INSTRUCTIONS TO FOLLOW ->
Rewrite these lines with "rough mask" changed to "coarse mask" everywhere and everything else left as it is. Leave the pictures out of your answer.

RECORDED DATA ->
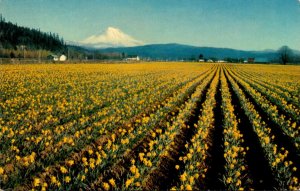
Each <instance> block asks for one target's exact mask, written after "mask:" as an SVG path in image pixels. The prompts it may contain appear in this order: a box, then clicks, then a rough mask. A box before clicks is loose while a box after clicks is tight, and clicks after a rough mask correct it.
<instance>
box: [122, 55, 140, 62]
mask: <svg viewBox="0 0 300 191" xmlns="http://www.w3.org/2000/svg"><path fill="white" fill-rule="evenodd" d="M125 60H126V61H140V57H139V56H138V55H130V56H128V57H127V58H126V59H125Z"/></svg>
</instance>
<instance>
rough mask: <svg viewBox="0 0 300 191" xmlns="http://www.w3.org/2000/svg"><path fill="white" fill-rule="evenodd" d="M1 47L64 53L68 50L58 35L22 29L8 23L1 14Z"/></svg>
mask: <svg viewBox="0 0 300 191" xmlns="http://www.w3.org/2000/svg"><path fill="white" fill-rule="evenodd" d="M0 47H2V48H4V49H14V50H16V49H21V48H22V47H23V48H24V47H26V49H27V50H37V49H43V50H49V51H53V52H56V51H62V50H64V49H65V48H66V46H65V43H64V40H63V39H61V38H60V37H59V36H58V35H57V34H54V33H45V32H41V31H40V30H37V29H30V28H28V27H21V26H18V25H17V24H13V23H11V22H6V21H5V19H4V18H3V17H2V16H1V14H0Z"/></svg>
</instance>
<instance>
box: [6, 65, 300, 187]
mask: <svg viewBox="0 0 300 191" xmlns="http://www.w3.org/2000/svg"><path fill="white" fill-rule="evenodd" d="M0 72H1V75H0V81H1V83H0V188H1V189H10V188H12V189H15V190H29V189H32V188H34V189H37V190H41V189H42V190H79V189H80V188H82V189H84V190H86V189H87V190H88V189H99V190H113V189H116V188H118V189H124V190H126V189H127V190H154V189H159V190H162V189H176V190H181V189H185V190H192V189H193V190H197V189H229V190H238V189H240V190H242V189H246V190H249V189H250V188H253V189H274V188H277V189H283V188H285V189H291V190H297V189H300V184H299V181H300V180H299V178H300V136H299V131H300V103H299V102H300V97H299V95H300V67H299V66H276V65H239V64H199V63H144V64H143V63H142V64H66V65H62V64H61V65H60V64H53V65H51V64H50V65H1V66H0Z"/></svg>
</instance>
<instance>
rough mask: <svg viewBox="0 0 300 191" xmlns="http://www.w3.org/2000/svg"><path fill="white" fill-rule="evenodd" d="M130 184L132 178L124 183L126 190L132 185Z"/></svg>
mask: <svg viewBox="0 0 300 191" xmlns="http://www.w3.org/2000/svg"><path fill="white" fill-rule="evenodd" d="M132 182H133V178H130V179H127V180H126V183H125V186H126V188H128V187H129V185H130V184H132Z"/></svg>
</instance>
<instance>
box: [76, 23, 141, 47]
mask: <svg viewBox="0 0 300 191" xmlns="http://www.w3.org/2000/svg"><path fill="white" fill-rule="evenodd" d="M80 43H82V44H85V45H88V46H92V47H96V48H104V47H123V46H126V47H130V46H138V45H143V44H144V43H143V42H142V41H139V40H136V39H134V38H133V37H131V36H129V35H127V34H125V33H123V32H122V31H121V30H120V29H118V28H114V27H108V28H107V29H106V31H105V32H103V33H102V34H99V35H92V36H90V37H88V38H86V39H84V40H83V41H81V42H80Z"/></svg>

WORKED SOLUTION ->
Each <instance> block asks for one target's exact mask, written after "mask:" as an SVG path in image pixels. The prompts it may contain appear in this order: a box, then clicks, then a coarse mask. A box before clicks is loose while a box after clicks is tight, and clicks after a coarse mask correct it.
<instance>
box: [122, 55, 140, 62]
mask: <svg viewBox="0 0 300 191" xmlns="http://www.w3.org/2000/svg"><path fill="white" fill-rule="evenodd" d="M125 60H126V61H140V57H139V56H138V55H130V56H128V57H127V58H126V59H125Z"/></svg>
</instance>
<instance>
coarse mask: <svg viewBox="0 0 300 191" xmlns="http://www.w3.org/2000/svg"><path fill="white" fill-rule="evenodd" d="M1 47L64 53L68 50L58 35L22 29L8 23L1 14Z"/></svg>
mask: <svg viewBox="0 0 300 191" xmlns="http://www.w3.org/2000/svg"><path fill="white" fill-rule="evenodd" d="M0 47H2V48H4V49H14V50H16V49H21V48H22V47H23V48H24V47H26V49H27V50H37V49H43V50H49V51H53V52H56V51H62V50H64V49H65V48H66V46H65V43H64V40H63V39H61V38H60V37H59V36H58V35H57V34H54V33H45V32H41V31H40V30H37V29H30V28H28V27H21V26H18V25H17V24H13V23H11V22H6V21H5V19H4V18H3V17H2V16H1V14H0Z"/></svg>
</instance>
<instance>
box: [6, 65, 300, 187]
mask: <svg viewBox="0 0 300 191" xmlns="http://www.w3.org/2000/svg"><path fill="white" fill-rule="evenodd" d="M0 72H1V75H0V81H1V83H0V188H1V189H10V188H12V189H15V190H29V189H32V188H34V189H37V190H41V189H42V190H79V189H80V188H82V189H84V190H86V189H87V190H88V189H99V190H113V189H116V188H118V189H124V190H126V189H127V190H154V189H159V190H162V189H176V190H181V189H185V190H192V189H193V190H197V189H229V190H238V189H240V190H242V189H246V190H249V189H250V188H253V189H274V188H277V189H283V188H285V189H291V190H297V189H300V184H299V181H300V180H299V178H300V136H299V131H300V103H299V102H300V97H299V95H300V67H299V66H276V65H239V64H199V63H144V64H143V63H142V64H66V65H62V64H61V65H60V64H53V65H51V64H50V65H1V66H0Z"/></svg>
</instance>
<instance>
coarse mask: <svg viewBox="0 0 300 191" xmlns="http://www.w3.org/2000/svg"><path fill="white" fill-rule="evenodd" d="M130 184L132 178L124 183L126 190L132 185Z"/></svg>
mask: <svg viewBox="0 0 300 191" xmlns="http://www.w3.org/2000/svg"><path fill="white" fill-rule="evenodd" d="M132 182H133V178H130V179H127V180H126V183H125V186H126V188H128V187H129V185H130V184H132Z"/></svg>
</instance>
<instance>
box: [76, 23, 141, 47]
mask: <svg viewBox="0 0 300 191" xmlns="http://www.w3.org/2000/svg"><path fill="white" fill-rule="evenodd" d="M80 43H82V44H85V45H88V46H92V47H96V48H104V47H123V46H126V47H130V46H138V45H143V44H144V43H143V42H142V41H139V40H136V39H134V38H133V37H131V36H129V35H127V34H125V33H123V32H122V31H121V30H120V29H118V28H114V27H108V28H107V29H106V31H105V32H103V33H102V34H99V35H92V36H90V37H88V38H86V39H84V40H83V41H81V42H80Z"/></svg>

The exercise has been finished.